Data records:

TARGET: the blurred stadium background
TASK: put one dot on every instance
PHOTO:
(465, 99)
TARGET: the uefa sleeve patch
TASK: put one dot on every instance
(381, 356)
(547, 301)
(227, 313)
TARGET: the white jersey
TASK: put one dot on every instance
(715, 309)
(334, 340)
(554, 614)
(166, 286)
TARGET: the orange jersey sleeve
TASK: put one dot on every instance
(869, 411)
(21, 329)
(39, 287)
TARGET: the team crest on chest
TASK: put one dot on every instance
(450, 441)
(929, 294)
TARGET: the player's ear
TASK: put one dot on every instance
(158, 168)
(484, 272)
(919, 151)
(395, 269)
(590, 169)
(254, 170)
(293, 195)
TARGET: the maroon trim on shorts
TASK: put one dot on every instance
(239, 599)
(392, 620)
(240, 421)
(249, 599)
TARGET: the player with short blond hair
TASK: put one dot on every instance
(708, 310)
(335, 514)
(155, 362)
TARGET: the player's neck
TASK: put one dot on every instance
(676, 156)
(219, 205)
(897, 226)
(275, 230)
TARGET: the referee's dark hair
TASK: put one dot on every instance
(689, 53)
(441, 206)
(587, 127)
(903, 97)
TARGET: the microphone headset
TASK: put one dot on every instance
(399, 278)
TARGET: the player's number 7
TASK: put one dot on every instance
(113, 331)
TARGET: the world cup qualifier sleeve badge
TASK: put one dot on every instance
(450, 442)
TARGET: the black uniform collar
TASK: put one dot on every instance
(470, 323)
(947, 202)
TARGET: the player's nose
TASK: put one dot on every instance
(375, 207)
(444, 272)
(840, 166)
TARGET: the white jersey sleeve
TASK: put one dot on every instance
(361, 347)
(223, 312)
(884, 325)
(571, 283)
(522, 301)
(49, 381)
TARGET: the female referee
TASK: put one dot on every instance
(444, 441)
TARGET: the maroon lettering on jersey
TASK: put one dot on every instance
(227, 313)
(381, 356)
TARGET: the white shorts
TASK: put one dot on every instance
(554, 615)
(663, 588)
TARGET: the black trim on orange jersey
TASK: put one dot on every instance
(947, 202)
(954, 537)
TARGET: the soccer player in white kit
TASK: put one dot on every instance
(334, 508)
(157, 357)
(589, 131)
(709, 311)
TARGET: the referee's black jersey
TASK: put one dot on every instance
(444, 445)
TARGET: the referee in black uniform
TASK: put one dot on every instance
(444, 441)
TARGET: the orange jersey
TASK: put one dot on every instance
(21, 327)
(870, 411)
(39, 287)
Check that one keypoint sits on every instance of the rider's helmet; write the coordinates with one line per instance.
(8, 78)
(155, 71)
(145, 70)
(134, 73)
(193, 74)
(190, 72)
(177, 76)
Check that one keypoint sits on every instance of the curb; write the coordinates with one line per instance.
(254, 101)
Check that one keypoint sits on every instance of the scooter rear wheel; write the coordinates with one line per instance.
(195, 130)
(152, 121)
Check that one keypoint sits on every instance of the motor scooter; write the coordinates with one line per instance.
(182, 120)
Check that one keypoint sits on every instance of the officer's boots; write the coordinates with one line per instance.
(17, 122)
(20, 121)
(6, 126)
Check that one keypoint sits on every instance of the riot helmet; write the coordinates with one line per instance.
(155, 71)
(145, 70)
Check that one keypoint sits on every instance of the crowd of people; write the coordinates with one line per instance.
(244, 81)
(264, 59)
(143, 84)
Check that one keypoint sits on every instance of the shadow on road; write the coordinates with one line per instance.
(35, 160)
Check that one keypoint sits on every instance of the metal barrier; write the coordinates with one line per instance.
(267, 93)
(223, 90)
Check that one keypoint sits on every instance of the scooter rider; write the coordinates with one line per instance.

• Instructions to follow:
Extract the whole listing, character for character.

• Task response:
TARGET: the blurred stadium background
TASK: put one dot on every instance
PHOTO:
(465, 99)
TARGET: the uefa sleeve patch
TASK: put one dot on every instance
(381, 356)
(547, 301)
(227, 313)
TARGET: the white jersey
TASK: put one dot on every instance
(715, 309)
(334, 340)
(554, 614)
(166, 286)
TARGET: the orange jersey sleeve
TASK: put one dot on every instance
(869, 411)
(21, 329)
(39, 287)
TARGET: the team crest on chest
TASK: put one dot on every instance
(450, 441)
(929, 294)
TARGET: the player's ear
TASK: put one dot on every instance
(158, 168)
(484, 272)
(919, 151)
(395, 269)
(590, 169)
(254, 170)
(293, 195)
TARGET: the maroon trim on shorts
TASK: put one dot on every instance
(239, 599)
(392, 620)
(240, 421)
(249, 599)
TARGET: the player with short blond hair
TASK: put one dot on every instance
(708, 310)
(335, 514)
(155, 362)
TARGET: the player's neck
TASK: put one dot on every instance
(676, 156)
(219, 205)
(897, 226)
(275, 230)
TARGET: the referee's dark hair
TASK: put one dot on every instance
(689, 53)
(441, 206)
(587, 127)
(903, 97)
TARGET: the microphone headset
TASK: put one dot on every instance
(399, 278)
TARGET: the player's number 7
TASK: put one dot on every instance
(113, 331)
TARGET: the world cup qualifier sleeve badge
TASK: put one dot on every instance
(450, 442)
TARGET: the black uniform collar
TASK: put one dot on every instance
(470, 323)
(947, 202)
TARGET: the player's nose
TASK: put one dot on every instance
(375, 207)
(444, 272)
(840, 166)
TARGET: the white jersey sleeve
TASK: put one dot on every instance
(361, 347)
(223, 312)
(884, 325)
(571, 283)
(522, 301)
(49, 381)
TARGET: the female referee
TASK: put one dot on every instance
(444, 441)
TARGET: the maroon lettering on jersey
TASK: put one dot on every instance
(227, 313)
(381, 356)
TARGET: the white shorts
TASK: put one dot on every instance
(554, 615)
(663, 588)
TARGET: the black trim on orange jersey
TASK: put one dot on every instance
(947, 202)
(954, 537)
TARGET: the soccer player in white kit
TASK: put one dot on every instance
(334, 508)
(157, 357)
(589, 131)
(709, 311)
TARGET: the referee's black jersey
TASK: put one dot on every instance
(444, 445)
TARGET: the referee in black uniform
TASK: put one dot on every instance
(444, 441)
TARGET: the orange jersey
TASK: put one dot on every instance
(21, 327)
(870, 411)
(39, 287)
Check that one keypoint sits on every instance of the rider's helmet; write the coordinates with one line per instance.
(8, 78)
(155, 71)
(145, 70)
(134, 73)
(193, 74)
(190, 72)
(177, 76)
Check that one keypoint sits on every instance of the curb; write the coordinates with one line per instance.
(254, 101)
Check that one keypoint sits on every instance of the scooter rear wheel; write the coordinates with one line per instance.
(195, 130)
(152, 121)
Check that one keypoint sits on every instance of the motor scooter; write the coordinates with one line per instance.
(182, 120)
Check that one keypoint sits on every instance of the officer's boots; write the coordinates with one line per instance.
(17, 122)
(20, 121)
(6, 126)
Check that one keypoint sits on every instance of the riot helmet; write the coordinates with one line per instance.
(155, 71)
(145, 70)
Check that one keypoint sits on every instance of the crowd of people; write the coordinates with one line per instance.
(244, 81)
(264, 59)
(143, 84)
Check that one keypoint sits on every instance of the shadow on road; write the coordinates with one line per instance.
(35, 160)
Check that one keypoint sits on every instance of the metal barrier; write the coordinates with one line per instance.
(267, 93)
(223, 90)
Check that one keypoint sits on every instance of the scooter rider; write the coordinates with one line per instance.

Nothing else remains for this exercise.